═══ Source information ═══

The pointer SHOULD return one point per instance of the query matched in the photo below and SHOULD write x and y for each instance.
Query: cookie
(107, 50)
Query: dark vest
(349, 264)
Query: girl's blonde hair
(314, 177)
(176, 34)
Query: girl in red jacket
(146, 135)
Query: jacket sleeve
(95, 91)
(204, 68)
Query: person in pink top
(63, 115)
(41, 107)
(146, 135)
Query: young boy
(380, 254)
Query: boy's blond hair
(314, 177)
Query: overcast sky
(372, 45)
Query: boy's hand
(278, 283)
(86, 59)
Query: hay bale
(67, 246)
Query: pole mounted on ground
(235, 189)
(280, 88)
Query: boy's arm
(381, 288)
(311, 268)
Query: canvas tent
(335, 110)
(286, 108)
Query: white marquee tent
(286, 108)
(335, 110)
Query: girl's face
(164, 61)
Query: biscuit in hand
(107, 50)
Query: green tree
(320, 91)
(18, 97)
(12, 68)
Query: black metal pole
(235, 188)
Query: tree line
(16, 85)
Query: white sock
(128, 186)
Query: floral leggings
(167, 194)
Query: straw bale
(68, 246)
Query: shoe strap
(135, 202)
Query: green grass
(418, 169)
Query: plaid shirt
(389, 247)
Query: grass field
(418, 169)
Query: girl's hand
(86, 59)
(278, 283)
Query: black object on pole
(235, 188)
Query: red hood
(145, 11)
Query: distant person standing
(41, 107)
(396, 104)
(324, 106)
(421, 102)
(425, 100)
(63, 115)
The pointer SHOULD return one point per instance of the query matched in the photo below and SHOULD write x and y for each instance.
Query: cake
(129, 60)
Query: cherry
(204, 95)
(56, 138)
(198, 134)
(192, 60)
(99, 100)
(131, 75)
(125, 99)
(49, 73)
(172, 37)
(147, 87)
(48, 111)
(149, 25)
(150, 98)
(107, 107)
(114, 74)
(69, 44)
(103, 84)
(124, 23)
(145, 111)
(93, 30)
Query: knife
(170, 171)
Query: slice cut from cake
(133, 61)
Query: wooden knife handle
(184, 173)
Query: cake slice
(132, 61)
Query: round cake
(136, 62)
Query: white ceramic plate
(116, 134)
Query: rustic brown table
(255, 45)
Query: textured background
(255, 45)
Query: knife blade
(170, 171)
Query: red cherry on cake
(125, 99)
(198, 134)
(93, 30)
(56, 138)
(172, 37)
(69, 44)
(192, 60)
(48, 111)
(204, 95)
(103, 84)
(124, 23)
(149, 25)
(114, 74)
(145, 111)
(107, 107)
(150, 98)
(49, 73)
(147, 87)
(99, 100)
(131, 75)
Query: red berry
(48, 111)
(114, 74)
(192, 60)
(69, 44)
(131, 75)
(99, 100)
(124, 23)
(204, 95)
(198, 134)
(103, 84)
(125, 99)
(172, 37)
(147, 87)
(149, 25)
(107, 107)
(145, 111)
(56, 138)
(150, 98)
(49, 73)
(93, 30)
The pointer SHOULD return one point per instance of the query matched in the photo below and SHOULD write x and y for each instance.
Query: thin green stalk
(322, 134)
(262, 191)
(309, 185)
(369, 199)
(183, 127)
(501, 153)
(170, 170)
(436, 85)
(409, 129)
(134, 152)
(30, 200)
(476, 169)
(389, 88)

═══

▶ Task instructions
All records shown above must be set down again verbatim.

▶ Final answer
The pointer SHOULD return one point per instance of the query matched in the photo below and SHOULD write x and y for each instance.
Query: cookie
(107, 50)
Query: dark vest
(349, 264)
Query: girl's blonde hair
(314, 177)
(176, 34)
Query: girl in red jacket
(146, 135)
Query: jacket sleeve
(95, 91)
(204, 68)
Query: person in pink top
(63, 115)
(41, 107)
(146, 135)
Query: young boy
(380, 254)
Query: boy's blond hair
(314, 177)
Query: overcast sky
(372, 45)
Query: boy's hand
(278, 283)
(86, 59)
Query: hay bale
(67, 246)
Query: pole mounted on ground
(235, 189)
(280, 88)
Query: boy's arm
(381, 288)
(311, 268)
Query: canvas tent
(335, 110)
(286, 108)
Query: white marquee tent
(286, 108)
(335, 110)
Query: girl's face
(164, 61)
Query: biscuit in hand
(107, 50)
Query: green tree
(320, 91)
(18, 97)
(12, 68)
Query: black metal pole
(235, 188)
Query: tree line
(16, 85)
Query: white sock
(128, 186)
Query: floral leggings
(167, 194)
Query: straw bale
(68, 246)
Query: shoe strap
(135, 202)
Query: green grass
(418, 169)
Query: plaid shirt
(389, 247)
Query: grass field
(418, 169)
Query: girl's hand
(86, 59)
(278, 283)
Query: black object on pole
(235, 188)
Query: red hood
(145, 11)
Query: distant person standing
(41, 107)
(396, 104)
(324, 106)
(421, 102)
(425, 100)
(63, 115)
The pointer SHOULD return one point per instance of the query matched in the photo below and SHOULD write x and y for each instance.
Query: cake
(129, 60)
Query: cherry
(204, 95)
(56, 138)
(198, 134)
(192, 60)
(99, 100)
(131, 75)
(125, 99)
(49, 73)
(172, 37)
(147, 87)
(48, 111)
(149, 25)
(150, 98)
(107, 107)
(114, 74)
(69, 44)
(103, 84)
(124, 23)
(145, 111)
(93, 30)
Query: knife
(170, 171)
Query: slice cut from cake
(133, 61)
Query: wooden knife handle
(184, 173)
Query: cake slice
(132, 61)
Query: round cake
(136, 62)
Query: white ceramic plate
(116, 134)
Query: rustic brown table
(255, 45)
Query: textured background
(255, 45)
Query: knife blade
(170, 171)
Query: red cherry on cake
(125, 99)
(198, 134)
(93, 30)
(56, 138)
(172, 37)
(69, 44)
(192, 60)
(48, 111)
(204, 95)
(103, 84)
(124, 23)
(149, 25)
(114, 74)
(145, 111)
(107, 107)
(150, 98)
(49, 73)
(147, 87)
(99, 100)
(131, 75)
Query: red berry
(48, 111)
(114, 74)
(192, 60)
(69, 44)
(131, 75)
(99, 100)
(124, 23)
(204, 95)
(198, 134)
(103, 84)
(125, 99)
(172, 37)
(147, 87)
(149, 25)
(107, 107)
(145, 111)
(56, 138)
(150, 98)
(49, 73)
(93, 30)
The pointer SHOULD return one point per instance of the query matched in the photo below and SHOULD write x and y for each instance.
Query: thin green stalk
(322, 134)
(262, 191)
(309, 185)
(369, 199)
(183, 127)
(501, 153)
(170, 170)
(436, 85)
(409, 129)
(134, 152)
(30, 200)
(476, 169)
(389, 88)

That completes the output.